[Object pointing dataset rows]
☆ ☆ ☆ ☆ ☆ ☆ ☆

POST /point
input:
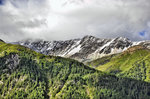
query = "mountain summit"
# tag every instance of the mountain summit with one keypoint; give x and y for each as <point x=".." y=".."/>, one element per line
<point x="85" y="49"/>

☆ ☆ ☆ ☆ ☆ ☆ ☆

WHAT THE TASK ASKS — Can you rewrite every line of the records above, requests included, with each x and y point coordinate in the answers multiplied by 0.85 and rounded to a whole number, halves rounded up? Leave the pictures out of your reply.

EXERCISE OUTPUT —
POST /point
input:
query = "mountain summit"
# tag every instance of the mountain summit with one keypoint; give x and y for each as <point x=".." y=".."/>, one element per line
<point x="72" y="42"/>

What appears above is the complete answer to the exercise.